**GIVEN PASSAGE:**
══════════
Hillsboro schools say vaccinations on track for return
Hillsboro School District officials said Wednesday, Feb. 17, that progress on vaccinations for teachers and other staff is on track to start bringing students back into classrooms after spring break, as planned.
Weeks ago, the district provided a timeline for bringing students back using a phased, grade-based approach, starting with the youngest learners, as recommended by the Oregon Department of Education.
The plan was contingent on giving teachers and other staff the opportunity to receive both doses of the COVID-19 vaccine before returning to their work sites.
The district estimates that by Tuesday, Feb. 23, all eligible teachers and staff working in pre-kindergarten through the eighth grade will have had the opportunity to receive their first dose, officials said Wednesday.
A final group of teachers and staff, including those working in high schools, substitutes and coaches, will begin to register for vaccines starting Thursday, Feb. 18.
The number of appointments available Thursday would not cover everyone in that group in the Portland metro area, officials said. However, they expect everyone in the final group to receive their first dose by early March.
As students' learning and opportunities to socialize remain hindered by distance learning, many parents have been eager to send their kids back to school as soon as possible.
Other parents have been more tentative.
══════════
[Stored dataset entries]
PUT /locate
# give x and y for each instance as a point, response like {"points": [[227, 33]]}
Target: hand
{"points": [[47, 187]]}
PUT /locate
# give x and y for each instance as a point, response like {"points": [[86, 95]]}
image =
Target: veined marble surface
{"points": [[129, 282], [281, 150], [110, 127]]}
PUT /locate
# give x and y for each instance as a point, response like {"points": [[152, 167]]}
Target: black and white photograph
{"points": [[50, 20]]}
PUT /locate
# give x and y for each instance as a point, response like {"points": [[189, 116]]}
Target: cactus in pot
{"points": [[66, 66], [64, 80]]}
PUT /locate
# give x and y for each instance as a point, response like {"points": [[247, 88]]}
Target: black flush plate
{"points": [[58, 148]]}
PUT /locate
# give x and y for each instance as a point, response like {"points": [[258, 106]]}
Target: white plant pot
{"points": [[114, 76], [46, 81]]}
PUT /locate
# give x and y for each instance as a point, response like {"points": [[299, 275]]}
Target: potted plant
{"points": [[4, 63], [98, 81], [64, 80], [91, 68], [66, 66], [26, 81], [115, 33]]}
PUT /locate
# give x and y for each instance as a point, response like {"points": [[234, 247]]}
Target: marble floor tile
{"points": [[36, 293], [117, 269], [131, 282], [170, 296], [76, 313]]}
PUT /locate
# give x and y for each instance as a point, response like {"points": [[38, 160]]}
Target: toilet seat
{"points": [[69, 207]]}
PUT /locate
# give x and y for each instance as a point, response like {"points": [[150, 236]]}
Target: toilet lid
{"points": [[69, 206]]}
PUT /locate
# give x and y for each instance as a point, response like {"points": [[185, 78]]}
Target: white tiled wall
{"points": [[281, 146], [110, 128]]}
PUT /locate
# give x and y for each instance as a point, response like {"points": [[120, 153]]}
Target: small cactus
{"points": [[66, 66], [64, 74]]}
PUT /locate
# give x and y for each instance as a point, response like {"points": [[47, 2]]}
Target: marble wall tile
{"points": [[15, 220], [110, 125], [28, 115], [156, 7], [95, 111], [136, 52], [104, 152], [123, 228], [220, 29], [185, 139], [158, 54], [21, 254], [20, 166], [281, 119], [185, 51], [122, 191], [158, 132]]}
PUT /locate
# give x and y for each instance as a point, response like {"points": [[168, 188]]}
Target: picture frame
══════════
**BRIEF:**
From the article on Hillsboro school vaccinations, copy word for word the portion from "A final group" to "been more tentative.".

**YOUR SOLUTION:**
A final group of teachers and staff, including those working in high schools, substitutes and coaches, will begin to register for vaccines starting Thursday, Feb. 18.
The number of appointments available Thursday would not cover everyone in that group in the Portland metro area, officials said. However, they expect everyone in the final group to receive their first dose by early March.
As students' learning and opportunities to socialize remain hindered by distance learning, many parents have been eager to send their kids back to school as soon as possible.
Other parents have been more tentative.